[start of LISTED RECORDS]

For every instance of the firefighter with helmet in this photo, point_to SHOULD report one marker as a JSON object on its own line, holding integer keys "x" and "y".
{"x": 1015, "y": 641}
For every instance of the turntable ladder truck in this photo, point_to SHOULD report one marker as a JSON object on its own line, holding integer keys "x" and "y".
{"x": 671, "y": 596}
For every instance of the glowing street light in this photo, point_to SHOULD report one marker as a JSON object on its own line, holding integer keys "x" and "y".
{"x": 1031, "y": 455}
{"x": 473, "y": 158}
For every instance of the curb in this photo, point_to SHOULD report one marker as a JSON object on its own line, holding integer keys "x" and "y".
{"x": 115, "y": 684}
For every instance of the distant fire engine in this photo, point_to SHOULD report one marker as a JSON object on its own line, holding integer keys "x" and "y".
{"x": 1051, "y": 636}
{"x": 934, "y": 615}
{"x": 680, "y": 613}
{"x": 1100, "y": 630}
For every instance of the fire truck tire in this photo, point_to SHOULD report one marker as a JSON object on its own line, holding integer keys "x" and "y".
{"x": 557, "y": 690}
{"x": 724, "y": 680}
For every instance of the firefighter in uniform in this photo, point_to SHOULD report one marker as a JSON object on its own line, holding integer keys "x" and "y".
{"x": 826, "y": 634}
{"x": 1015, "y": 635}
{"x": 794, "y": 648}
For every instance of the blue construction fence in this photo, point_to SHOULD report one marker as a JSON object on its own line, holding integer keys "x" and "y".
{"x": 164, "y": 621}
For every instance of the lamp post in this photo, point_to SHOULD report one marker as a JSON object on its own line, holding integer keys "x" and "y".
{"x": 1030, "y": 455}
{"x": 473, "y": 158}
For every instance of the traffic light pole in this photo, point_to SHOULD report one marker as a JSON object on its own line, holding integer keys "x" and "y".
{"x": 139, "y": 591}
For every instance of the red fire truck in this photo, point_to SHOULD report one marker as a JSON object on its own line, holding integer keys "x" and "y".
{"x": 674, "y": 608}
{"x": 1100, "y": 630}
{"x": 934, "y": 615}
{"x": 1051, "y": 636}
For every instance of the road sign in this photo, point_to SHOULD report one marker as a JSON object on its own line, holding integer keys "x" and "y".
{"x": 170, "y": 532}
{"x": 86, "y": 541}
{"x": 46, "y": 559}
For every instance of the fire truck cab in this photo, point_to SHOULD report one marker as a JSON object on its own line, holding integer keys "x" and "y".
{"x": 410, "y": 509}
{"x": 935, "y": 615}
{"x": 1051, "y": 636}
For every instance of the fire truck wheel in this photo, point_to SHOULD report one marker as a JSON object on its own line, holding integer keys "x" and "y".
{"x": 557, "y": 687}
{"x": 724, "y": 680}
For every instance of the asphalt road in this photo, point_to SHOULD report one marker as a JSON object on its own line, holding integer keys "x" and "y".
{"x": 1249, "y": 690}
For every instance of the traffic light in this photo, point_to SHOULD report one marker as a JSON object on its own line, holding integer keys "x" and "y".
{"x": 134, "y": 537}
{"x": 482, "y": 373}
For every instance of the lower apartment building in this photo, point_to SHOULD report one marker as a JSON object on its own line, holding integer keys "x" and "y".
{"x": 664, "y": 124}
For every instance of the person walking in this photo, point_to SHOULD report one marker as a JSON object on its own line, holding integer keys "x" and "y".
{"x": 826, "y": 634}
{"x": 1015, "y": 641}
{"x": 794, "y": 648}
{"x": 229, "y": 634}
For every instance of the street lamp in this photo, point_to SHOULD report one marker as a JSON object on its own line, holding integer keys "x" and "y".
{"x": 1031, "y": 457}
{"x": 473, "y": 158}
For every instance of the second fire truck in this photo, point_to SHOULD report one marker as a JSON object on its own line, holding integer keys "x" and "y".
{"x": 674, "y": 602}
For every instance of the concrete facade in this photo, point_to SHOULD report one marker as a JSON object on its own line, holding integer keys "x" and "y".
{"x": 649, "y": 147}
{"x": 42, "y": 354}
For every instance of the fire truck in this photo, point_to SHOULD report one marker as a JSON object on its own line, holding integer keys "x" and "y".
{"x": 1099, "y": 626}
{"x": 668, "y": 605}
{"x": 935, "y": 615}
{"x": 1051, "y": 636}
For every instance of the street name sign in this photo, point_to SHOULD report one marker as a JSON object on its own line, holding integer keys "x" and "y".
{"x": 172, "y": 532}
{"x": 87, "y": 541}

[end of LISTED RECORDS]

▶ INSTRUCTIONS TO FOLLOW:
Only those lines running from the one containing "For every instance of the second" through the last line of the data above are to be copied, exactly, with both ends included.

▶ RESULT FOR THIS EXERCISE:
For every instance of the second fire truck in this photo, point_to SHOULD report one marker as a JSON object on its own line, holding integer keys "x" and "y".
{"x": 674, "y": 602}
For every instance of the concrete facade in this photo, point_to SHOULD report one marker as a JSON object on its own line, holding integer keys "x" and "y".
{"x": 649, "y": 147}
{"x": 42, "y": 354}
For every instance of the fire truck in this photo, point_to SHOULD report one marker as a JSON object on its own line, holding integer keys "x" and "y".
{"x": 1099, "y": 626}
{"x": 668, "y": 605}
{"x": 935, "y": 615}
{"x": 1051, "y": 636}
For every instance of the street name sign in this photo, point_to SHOULD report one marker as a JSON object on its own line, holding integer keys "x" and "y".
{"x": 172, "y": 532}
{"x": 87, "y": 541}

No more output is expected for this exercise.